──────── EXCERPTED RECORDS ────────

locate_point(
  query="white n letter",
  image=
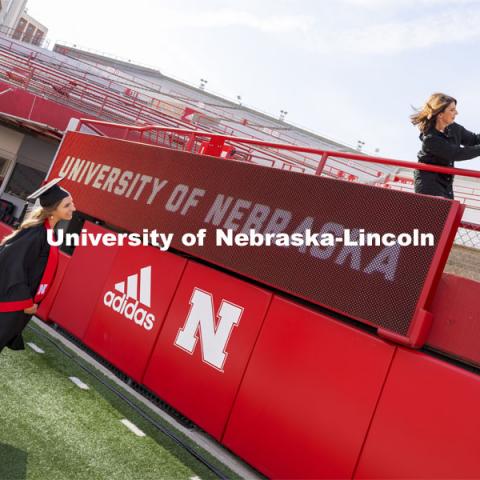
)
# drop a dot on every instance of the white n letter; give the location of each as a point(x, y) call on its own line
point(201, 319)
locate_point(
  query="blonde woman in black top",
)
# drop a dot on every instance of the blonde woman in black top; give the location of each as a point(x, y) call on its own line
point(443, 143)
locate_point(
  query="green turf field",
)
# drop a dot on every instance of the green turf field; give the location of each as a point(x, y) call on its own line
point(50, 429)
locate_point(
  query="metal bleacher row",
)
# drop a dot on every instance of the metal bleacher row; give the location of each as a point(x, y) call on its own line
point(114, 95)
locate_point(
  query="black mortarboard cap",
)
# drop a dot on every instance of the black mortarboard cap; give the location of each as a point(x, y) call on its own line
point(50, 193)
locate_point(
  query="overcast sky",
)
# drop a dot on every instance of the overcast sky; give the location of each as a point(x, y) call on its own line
point(347, 69)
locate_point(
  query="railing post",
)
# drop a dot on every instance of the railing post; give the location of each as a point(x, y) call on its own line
point(214, 147)
point(321, 164)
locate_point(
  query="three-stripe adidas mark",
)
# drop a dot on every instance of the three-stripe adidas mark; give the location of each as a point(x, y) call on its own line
point(133, 283)
point(129, 295)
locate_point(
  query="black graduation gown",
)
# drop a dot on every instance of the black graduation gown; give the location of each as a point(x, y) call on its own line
point(22, 262)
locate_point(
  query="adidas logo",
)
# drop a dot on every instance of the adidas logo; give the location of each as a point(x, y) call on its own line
point(127, 303)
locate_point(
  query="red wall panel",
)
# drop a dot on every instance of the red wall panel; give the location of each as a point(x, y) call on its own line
point(190, 381)
point(456, 318)
point(426, 424)
point(180, 192)
point(82, 284)
point(308, 395)
point(47, 303)
point(127, 339)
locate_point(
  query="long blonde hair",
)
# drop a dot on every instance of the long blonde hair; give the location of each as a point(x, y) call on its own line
point(33, 218)
point(425, 117)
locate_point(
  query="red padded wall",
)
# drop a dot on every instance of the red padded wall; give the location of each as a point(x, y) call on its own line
point(426, 424)
point(82, 284)
point(185, 380)
point(43, 311)
point(456, 318)
point(308, 395)
point(124, 342)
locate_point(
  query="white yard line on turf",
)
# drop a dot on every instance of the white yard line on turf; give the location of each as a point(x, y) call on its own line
point(133, 428)
point(203, 440)
point(79, 383)
point(35, 348)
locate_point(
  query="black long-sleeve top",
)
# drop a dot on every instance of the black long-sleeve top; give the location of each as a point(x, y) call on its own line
point(444, 148)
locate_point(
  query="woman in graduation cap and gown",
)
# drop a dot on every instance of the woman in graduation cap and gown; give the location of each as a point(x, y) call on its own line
point(28, 263)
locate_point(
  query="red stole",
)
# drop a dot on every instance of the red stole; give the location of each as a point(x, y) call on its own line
point(50, 269)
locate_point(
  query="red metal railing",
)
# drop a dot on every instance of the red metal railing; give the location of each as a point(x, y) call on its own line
point(108, 99)
point(214, 144)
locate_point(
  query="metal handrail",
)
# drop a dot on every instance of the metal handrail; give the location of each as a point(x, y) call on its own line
point(295, 148)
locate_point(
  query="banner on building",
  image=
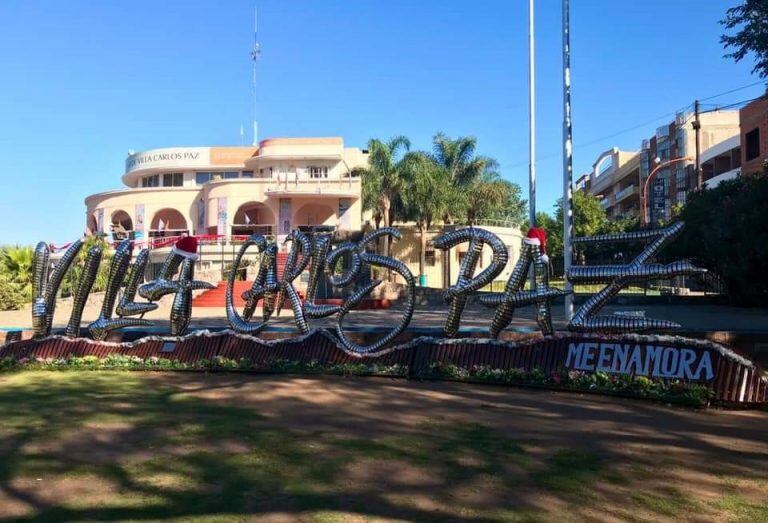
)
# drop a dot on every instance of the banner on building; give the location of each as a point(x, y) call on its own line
point(201, 229)
point(221, 222)
point(284, 225)
point(139, 226)
point(659, 199)
point(345, 217)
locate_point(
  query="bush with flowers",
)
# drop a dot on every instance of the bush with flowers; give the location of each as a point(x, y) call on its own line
point(675, 391)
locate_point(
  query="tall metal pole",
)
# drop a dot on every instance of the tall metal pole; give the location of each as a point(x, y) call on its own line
point(697, 128)
point(531, 119)
point(255, 55)
point(531, 128)
point(567, 158)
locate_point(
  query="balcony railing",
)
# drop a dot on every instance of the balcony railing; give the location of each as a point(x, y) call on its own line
point(627, 191)
point(239, 229)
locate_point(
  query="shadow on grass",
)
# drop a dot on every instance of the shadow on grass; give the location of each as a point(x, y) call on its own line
point(112, 446)
point(108, 446)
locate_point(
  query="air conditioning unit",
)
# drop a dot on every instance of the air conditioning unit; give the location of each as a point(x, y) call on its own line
point(680, 118)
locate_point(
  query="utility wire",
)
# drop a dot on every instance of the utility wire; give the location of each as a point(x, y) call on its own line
point(578, 145)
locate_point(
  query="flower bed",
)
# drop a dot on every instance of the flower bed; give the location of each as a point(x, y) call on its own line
point(673, 391)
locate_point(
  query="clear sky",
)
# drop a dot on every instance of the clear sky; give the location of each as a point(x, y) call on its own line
point(83, 82)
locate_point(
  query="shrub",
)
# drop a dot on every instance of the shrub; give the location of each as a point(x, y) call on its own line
point(726, 232)
point(12, 297)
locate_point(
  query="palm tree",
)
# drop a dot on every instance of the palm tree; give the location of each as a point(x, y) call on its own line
point(17, 262)
point(464, 169)
point(383, 178)
point(492, 197)
point(427, 193)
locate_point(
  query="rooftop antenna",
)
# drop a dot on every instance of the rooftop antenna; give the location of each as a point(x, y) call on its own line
point(255, 55)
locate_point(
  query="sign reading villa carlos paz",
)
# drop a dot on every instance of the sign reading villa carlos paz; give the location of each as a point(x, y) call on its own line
point(183, 157)
point(653, 361)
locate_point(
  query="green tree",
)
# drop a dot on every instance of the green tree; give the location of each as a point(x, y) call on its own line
point(589, 218)
point(382, 180)
point(427, 193)
point(726, 232)
point(16, 263)
point(493, 198)
point(479, 191)
point(750, 20)
point(11, 295)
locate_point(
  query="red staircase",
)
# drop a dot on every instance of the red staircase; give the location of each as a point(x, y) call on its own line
point(217, 297)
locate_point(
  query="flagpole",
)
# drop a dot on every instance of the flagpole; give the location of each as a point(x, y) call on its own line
point(531, 120)
point(567, 159)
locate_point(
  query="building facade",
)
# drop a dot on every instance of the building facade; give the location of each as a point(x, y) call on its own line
point(619, 178)
point(754, 135)
point(221, 192)
point(677, 140)
point(615, 179)
point(224, 194)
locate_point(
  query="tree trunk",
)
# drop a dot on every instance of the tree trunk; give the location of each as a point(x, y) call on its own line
point(423, 253)
point(385, 205)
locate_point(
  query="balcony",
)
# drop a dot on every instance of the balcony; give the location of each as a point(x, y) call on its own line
point(338, 187)
point(624, 193)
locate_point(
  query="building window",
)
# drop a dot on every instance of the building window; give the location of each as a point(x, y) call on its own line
point(318, 172)
point(173, 180)
point(151, 181)
point(752, 144)
point(430, 257)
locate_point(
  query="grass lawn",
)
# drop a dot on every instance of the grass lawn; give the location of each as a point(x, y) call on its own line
point(85, 445)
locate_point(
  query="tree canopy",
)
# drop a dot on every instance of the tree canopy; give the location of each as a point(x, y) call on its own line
point(750, 22)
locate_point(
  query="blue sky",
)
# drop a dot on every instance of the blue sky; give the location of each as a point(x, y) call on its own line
point(83, 82)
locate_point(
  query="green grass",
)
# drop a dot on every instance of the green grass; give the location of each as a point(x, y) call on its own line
point(110, 445)
point(741, 509)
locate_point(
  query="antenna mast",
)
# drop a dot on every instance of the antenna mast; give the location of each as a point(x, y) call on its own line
point(255, 55)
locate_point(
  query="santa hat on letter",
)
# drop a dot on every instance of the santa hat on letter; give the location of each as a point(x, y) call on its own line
point(186, 246)
point(538, 236)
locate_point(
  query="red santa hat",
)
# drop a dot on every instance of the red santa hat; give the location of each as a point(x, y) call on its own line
point(538, 236)
point(186, 246)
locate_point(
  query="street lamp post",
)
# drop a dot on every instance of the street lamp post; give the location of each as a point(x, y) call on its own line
point(644, 194)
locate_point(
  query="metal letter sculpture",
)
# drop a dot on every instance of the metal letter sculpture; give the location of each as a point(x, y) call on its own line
point(127, 306)
point(266, 287)
point(457, 295)
point(45, 288)
point(104, 324)
point(90, 270)
point(514, 295)
point(272, 291)
point(617, 277)
point(361, 261)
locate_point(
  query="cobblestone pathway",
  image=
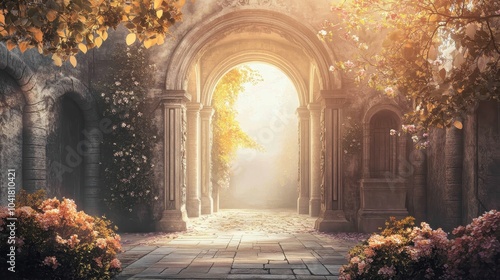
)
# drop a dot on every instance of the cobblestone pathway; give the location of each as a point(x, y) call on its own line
point(238, 244)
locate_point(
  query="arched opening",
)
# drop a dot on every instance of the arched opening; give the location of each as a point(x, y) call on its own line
point(266, 112)
point(383, 146)
point(65, 150)
point(71, 128)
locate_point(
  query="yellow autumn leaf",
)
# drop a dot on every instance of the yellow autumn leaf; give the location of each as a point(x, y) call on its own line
point(157, 4)
point(150, 42)
point(37, 33)
point(23, 46)
point(98, 41)
point(161, 39)
point(130, 39)
point(82, 47)
point(72, 60)
point(57, 60)
point(179, 4)
point(10, 45)
point(51, 15)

────────

▶ [DO THIS]: Copy the records line for line, from the start through the line containing "point(22, 262)", with both ends included and the pictures left out of your copy.

▶ [SOLUTION FOR THIS TASK]:
locate_point(
  query="white n letter",
  image=
)
# drop a dot on every instance of the white n letter; give the location of each as a point(x, y) call on its own line
point(201, 319)
locate_point(
  query="blonde woman in black top",
)
# drop a dot on every instance of the blonde woman in black top; give the location of each as a point(x, y) call on its own line
point(443, 143)
locate_point(
  query="green turf field",
)
# drop a dot on every instance of the green turf field; give the location of each as a point(x, y) call on its own line
point(50, 429)
locate_point(
  query="metal bleacher row",
)
# drop a dot on every instance of the metal bleacher row; give the location of each as a point(x, y) call on its own line
point(114, 95)
locate_point(
  query="black mortarboard cap",
)
# drop a dot on every instance of the black mortarboard cap; give the location of each as a point(x, y) call on its own line
point(50, 193)
locate_point(
  query="overcast sky",
)
# drop a dot on every instance of the overcast sky; give the location of each as a point(x, y) call on its own line
point(347, 69)
locate_point(
  query="railing post",
)
# drop a dot on every instance of the railing post; give the location of each as a point(x, y) call on its own line
point(214, 147)
point(321, 164)
locate_point(
  query="three-stripe adidas mark",
)
# drop a dot on every instance of the three-stripe adidas mark; give the location of each as a point(x, y) call on its own line
point(133, 283)
point(129, 295)
locate_point(
  query="black graduation gown",
)
# drop a dot on every instance of the black graduation gown; give the location of each as a point(x, y) call on its own line
point(22, 262)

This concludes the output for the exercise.